### Entries supplied
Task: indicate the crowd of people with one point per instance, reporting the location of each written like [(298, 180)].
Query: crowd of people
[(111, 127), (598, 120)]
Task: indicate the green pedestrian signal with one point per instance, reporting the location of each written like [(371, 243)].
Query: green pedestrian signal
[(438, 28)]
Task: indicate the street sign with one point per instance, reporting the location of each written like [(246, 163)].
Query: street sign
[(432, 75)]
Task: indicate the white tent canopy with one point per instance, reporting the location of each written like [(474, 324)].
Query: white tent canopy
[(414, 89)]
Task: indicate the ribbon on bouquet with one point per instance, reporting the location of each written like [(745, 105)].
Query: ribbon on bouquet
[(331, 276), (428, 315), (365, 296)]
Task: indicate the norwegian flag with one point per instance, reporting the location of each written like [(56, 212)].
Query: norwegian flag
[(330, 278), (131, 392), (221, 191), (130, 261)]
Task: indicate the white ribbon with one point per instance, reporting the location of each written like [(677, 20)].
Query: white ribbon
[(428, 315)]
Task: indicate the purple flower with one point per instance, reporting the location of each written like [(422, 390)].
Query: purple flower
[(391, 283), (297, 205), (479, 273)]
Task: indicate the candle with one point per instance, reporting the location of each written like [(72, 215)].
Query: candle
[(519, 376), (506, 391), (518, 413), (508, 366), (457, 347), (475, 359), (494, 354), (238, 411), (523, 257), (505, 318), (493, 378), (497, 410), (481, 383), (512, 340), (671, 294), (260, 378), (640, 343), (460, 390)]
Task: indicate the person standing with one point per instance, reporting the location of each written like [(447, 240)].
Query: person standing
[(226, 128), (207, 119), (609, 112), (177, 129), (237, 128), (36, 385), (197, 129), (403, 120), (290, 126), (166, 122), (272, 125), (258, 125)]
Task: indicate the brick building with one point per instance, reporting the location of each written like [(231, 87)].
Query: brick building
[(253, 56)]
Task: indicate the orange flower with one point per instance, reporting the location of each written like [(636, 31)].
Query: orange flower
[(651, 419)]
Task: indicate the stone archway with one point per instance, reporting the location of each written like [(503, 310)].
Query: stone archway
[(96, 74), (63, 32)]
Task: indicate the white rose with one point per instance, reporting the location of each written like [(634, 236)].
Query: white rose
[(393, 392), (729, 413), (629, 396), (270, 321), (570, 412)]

### What you have to do
Copy all the records above precisely.

### Task answer
Task: indicate the crowd of people with one point per instance, reporting the location of each written like [(298, 180)].
Query: crowd of people
[(111, 127), (598, 120)]
Task: indicate the green pedestrian signal with one point per instance, reporting the location of each written like [(371, 243)].
Query: green pedestrian signal
[(438, 28)]
Task: indicate the street sign with one point per instance, reporting the location of each written like [(246, 163)].
Query: street sign
[(432, 75)]
Task: indicate the white tent canopy with one point per instance, reporting the location of each written like [(474, 324)].
Query: white tent canopy
[(414, 89)]
Task: indicate the ribbon on bouquet with one point per instance, reporting the location of each written like [(745, 105)].
Query: ribbon on bouquet
[(331, 276), (428, 315), (365, 296)]
Task: indicate the norwegian flag with one point per instance, reporting the location of each written like [(56, 212)].
Query: norwegian flag
[(330, 278), (131, 392), (221, 191), (130, 261)]
Task: indicate the white ribbon with one point per instance, reporting the location of each written like [(677, 20)].
Query: white ribbon
[(428, 315)]
Task: indicate the purple flower with one point per instance, reporting the location of each written like [(422, 390)].
Query: purple flower
[(391, 283), (297, 205), (479, 273)]
Task: indicate the candle with one point per instance, reporting the location of each written like [(72, 215)].
Query: candle
[(519, 376), (506, 391), (518, 413), (508, 366), (457, 347), (475, 359), (494, 354), (238, 411), (523, 257), (505, 318), (493, 378), (497, 410), (481, 383), (512, 340), (671, 294), (260, 378), (640, 343), (460, 390)]
Task: indicate the person standing with one point per instance, reporting the location of each written like [(447, 240)].
Query: person standing
[(226, 128), (207, 119), (609, 112), (177, 129), (237, 128), (36, 385), (197, 129), (403, 120), (290, 126), (166, 122), (272, 125), (258, 125)]
Task: indicate the brick building with one point per instance, reporting the location of each written like [(231, 87)].
Query: brick building
[(253, 56)]
Task: indicate the orange flower with one point per instance, reporting the location of each written like [(636, 31)].
Query: orange flower
[(651, 419)]
Task: indicate the stone archway with one point per instance, reporting the location of each written like [(503, 310)].
Query: stone archway
[(96, 74), (63, 32)]
Task: indicate the white rose with one point per instance, reporting the location of each written like [(634, 236)].
Query: white rose
[(393, 392), (729, 413), (629, 396), (270, 321), (570, 412)]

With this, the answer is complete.